Exercise set =>
1. In the essay about Princess Kate's cancer, what diagnosis did the writer receive on May 4, 2021, and where had it spread?
2. Please continue the essay about Princess Kate's cancer, picking up right after its final sentence.

I've been fighting cancer for years. I know what's in store for Princess Kate.
I know that look on Princess Kate’s face. Almost three years ago, I was her.
Sitting in front of a camera, alone and vulnerable after weeks of frenzied speculation, the Princess of Wales revealed in a video released Friday what has kept her out of the public eye: cancer.
I'm not a princess, of course. Not in the public eye. I'm a web editor for the Detroit Free Press, and I live a quiet life. But in the rarest, rawest way, as I watched her struggle to smile on my TV screen, I feel like I know what she's going through.
Because I also have cancer.
Princess Kate has cancer.The royal family created a scandal by bungling the story.
Prior to Friday's announcement, I was among those wondering what was going on with the woman married to the future king of England. I traded text messages with friends over the likelihood of Prince William's divorce scandal. I scrolled TikTok, captivated by the tinfoil conspiracies. I dissected the TMZ video of them shopping in Windsor, wondering if it was really her.
Learning of her cancer diagnosis was like throwing a bucket of cold water on it all.
A trauma cancer patients understand
As I heard the words, my heart dropped, and I was back in the moment my own diagnosis was revealed. May 4, 2021, a day that started out like any other.
I was 37 years old. Much like the 42-year-old princess, my cancer was discovered during a medical procedure, a routine laparoscopic surgery, intended to drain an ovarian cyst. I was at my doctor's office for what I thought was a routine check-in after surgery.
Instead, I learned that my doctor had found a tumor, and I heard my life-changing diagnosis: colon cancer. Within days, I learned it was stage 4. It had already spread to my liver and ovaries. Chemo would start immediately – and last indefinitely.
In so many ways, the wall-to-wall coverage of Kate's shocking diagnosis – Kensington Palace has not disclosed what kind of cancer she is facing – is triggering. As a patient myself, and particularly, as a mom.
Your friends and family members who have cancer may be feeling the same way. You might want to check on them. It’s hard to see others be hit by the same devastating disease and know what they’re about to go through in a way that others just can’t.
The loss of innocence, normalcy and the future that we once imagined – it’s a trauma that cancer patients understand.
Telling your child is the worst part
For me, those first days, weeks and even months after diagnosis were a blur. But I do remember the feelings of guilt for my daughter. The thoughts racing through my mind that she might have to live without me. But on the outside, trying to appear strong.
It was three days before I could muster the courage to tell my daughter, with my husband by my side, in the quiet living room of our home. She was 6.

Data =>
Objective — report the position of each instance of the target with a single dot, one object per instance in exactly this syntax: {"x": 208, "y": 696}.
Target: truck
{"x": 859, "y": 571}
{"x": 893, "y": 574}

Task-by-task results =>
1. Stage 4 colon cancer, which had already spread to the liver and ovaries.

2.
We told her that mommy was sick, that I would need something called chemotherapy. It might make mommy feel yucky. She cried.
Quality of life matters:Do I have to get chemo to treat my cancer? That answer is changing as treatments evolve.
Since then, we have promised her – and held true to that promise – that we would answer any questions she might have, and that we would be honest with her.
As a mother, that could be the hardest part. Kate said in the video that it had taken time to tell Prince George, 10, Princess Charlotte, 8, and Prince Louis, 5. Did she have to share the news three times? Did she adjust her words for each of them, to accommodate their ages and levels of understanding?
A future defined by courage
When you have cancer, you can’t make promises, or possibly know how tough your battle will be.
I’m nearing my three-year cancerversary, and coming up on my 48th dose of chemotherapy. I’ve undergone several operations, from major abdominal surgery to minimally invasive ablations, and prayed with vigor awaiting the results of multiple CT, PET scans and MRIs, always hoping for the news that somehow we got it all – that for me, the fight is over.
To imagine anyone else enduring this is heartbreaking and unfathomable.
As she navigates the turbulent waters of treatment, Kate will undoubtedly face uncertainties of the future with grace and dignity, just as she has faced the challenges of royal life.
But beyond the palace walls, there’s a larger truth we can’t forget: Cancer doesn’t discriminate. It’s hard, and it’s every day – if you’re lucky – whether you’re a princess or a web editor from Macomb County.
So as the public rallies round her – and hopefully, the frenzy subsides – I hope we can focus on hope for a future free from cancer, where stories like Kate’s and mine aren’t defined by diagnosis, but by courage, resilience and an unyielding spirit to overcome.